*** Opening of DOCUMENT TEXT ***

Saturday, October 17, 2009

Public Service Announcement: You have an immune system

As some of you might know: you have an immune system. In fact, you have an adaptive, extraordinarily intricate and complex immune system that evolved over hundreds of millions of years because there are innumerable tiny predators (bacteria, viruses, etc.) that, in effect, want to eat you. And, as anyone with immunodeficiency (whether innate or acquired) can attest, the immune system is almost always effective and, without it, you'd be in serious trouble. Even people with functional immune systems do get sick, of course, and this happens for several reasons, including that it just needs time to adapt (by evolving responses to novel infections) or because the system simply can't deal with the infection.

Why bring this up? Doesn't everybody know this? Well, I'd hope so, but many people effectively deny that they have an immune system when they claim something along the lines of 'I took medicine X, I got better, therefore I got better because I took medicine X'. My point is just this: you simply can't know whether you got better because of your immune system or because of X. Your immune system is really good at it's job - not perfect, of course, but damn good (see immunodeficiency again). And since it's adaptive - in a quite literal sense it evolves ways to deal with new infections - when you get sick and then better, it might be because you took medicine or because your immune system found an effective response (or both, or neither). But in an individual case you simply can't know. Concluding you got better just because of taking medicine - i.e. saying without taking it you wouldn't have gotten better - is an instance of the post hoc ergo propter hoc logical fallacy. That is, you're saying just because Z happened after X, it must be the case that X caused Z to happen. But of course this doesn't follow: Z (getting better) might have nothing to do with X (taking medicine) because X could just have been incidental, the real cause of Z might have been P (your immune system) or Q (the placebo effect) or something different. In general, the only - and I do mean only - way to decide in a rational way whether some treatment is effective or not is to do science: that is, do a properly designed, large-scale, double-blind randomized clinical controlled-trail.

Saying you got better just because sometime earlier you had taken medicine, then, is in effect to deny you have an immune system. Which is dumb. Take home message: (1) Thou shalt not rely on anecdotal evidence and (2) Thou shalt rely on evidence-based medicine (or, better yet, a variant known as science-based medicine).

*** Close of DOCUMENT TEXT ***
*** Opening of PROVIDED INFORMATION ***

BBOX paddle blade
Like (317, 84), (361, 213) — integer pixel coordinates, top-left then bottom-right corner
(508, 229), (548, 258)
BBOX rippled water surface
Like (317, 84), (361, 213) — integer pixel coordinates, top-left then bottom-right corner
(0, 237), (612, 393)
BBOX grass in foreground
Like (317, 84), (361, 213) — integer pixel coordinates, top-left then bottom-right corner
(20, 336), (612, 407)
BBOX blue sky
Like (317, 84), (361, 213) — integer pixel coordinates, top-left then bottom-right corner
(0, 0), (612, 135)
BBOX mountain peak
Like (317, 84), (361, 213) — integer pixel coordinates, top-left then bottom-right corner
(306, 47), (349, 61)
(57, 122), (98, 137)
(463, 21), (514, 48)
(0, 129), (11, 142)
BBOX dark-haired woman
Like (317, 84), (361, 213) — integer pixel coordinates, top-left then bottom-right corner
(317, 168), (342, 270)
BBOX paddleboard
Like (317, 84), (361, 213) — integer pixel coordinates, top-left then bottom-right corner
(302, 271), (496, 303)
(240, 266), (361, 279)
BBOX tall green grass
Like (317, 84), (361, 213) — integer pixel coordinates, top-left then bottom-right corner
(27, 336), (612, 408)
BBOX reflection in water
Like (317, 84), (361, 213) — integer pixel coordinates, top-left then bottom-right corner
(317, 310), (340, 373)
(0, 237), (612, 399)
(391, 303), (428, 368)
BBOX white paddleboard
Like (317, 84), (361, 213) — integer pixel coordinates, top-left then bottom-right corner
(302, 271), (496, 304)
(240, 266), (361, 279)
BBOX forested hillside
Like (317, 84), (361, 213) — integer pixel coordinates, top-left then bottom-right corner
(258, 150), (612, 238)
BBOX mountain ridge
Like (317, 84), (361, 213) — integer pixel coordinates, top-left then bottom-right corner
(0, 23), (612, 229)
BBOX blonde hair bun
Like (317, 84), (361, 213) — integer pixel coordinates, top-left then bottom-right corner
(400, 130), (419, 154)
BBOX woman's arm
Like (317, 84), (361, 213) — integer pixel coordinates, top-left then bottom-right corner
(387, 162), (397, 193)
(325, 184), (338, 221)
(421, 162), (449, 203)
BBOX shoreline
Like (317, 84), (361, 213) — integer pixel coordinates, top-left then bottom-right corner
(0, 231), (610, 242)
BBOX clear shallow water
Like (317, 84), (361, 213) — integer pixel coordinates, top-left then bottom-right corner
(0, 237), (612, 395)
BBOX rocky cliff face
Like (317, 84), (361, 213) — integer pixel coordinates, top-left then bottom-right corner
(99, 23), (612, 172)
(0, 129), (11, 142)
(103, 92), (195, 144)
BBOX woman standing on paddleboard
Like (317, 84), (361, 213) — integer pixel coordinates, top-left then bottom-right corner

*** Close of PROVIDED INFORMATION ***

:: EXERCISES ::
(1) In the post about the immune system, list each letter used as a stand-in and what the post says it represents.
(2) Please reproduce the post about the immune system word for word, starting with "As some of you" and going on through "with the infection.".

:: EXERCISE RESPONSES ::
(1)
- Z: getting better
- X: taking medicine
- P: your immune system
- Q: the placebo effect

(2)
As some of you might know: you have an immune system. In fact, you have an adaptive, extraordinarily intricate and complex immune system that evolved over hundreds of millions of years because there are innumerable tiny predators (bacteria, viruses, etc.) that, in effect, want to eat you. And, as anyone with immunodeficiency (whether innate or acquired) can attest, the immune system is almost always effective and, without it, you'd be in serious trouble. Even people with functional immune systems do get sick, of course, and this happens for several reasons, including that it just needs time to adapt (by evolving responses to novel infections) or because the system simply can't deal with the infection.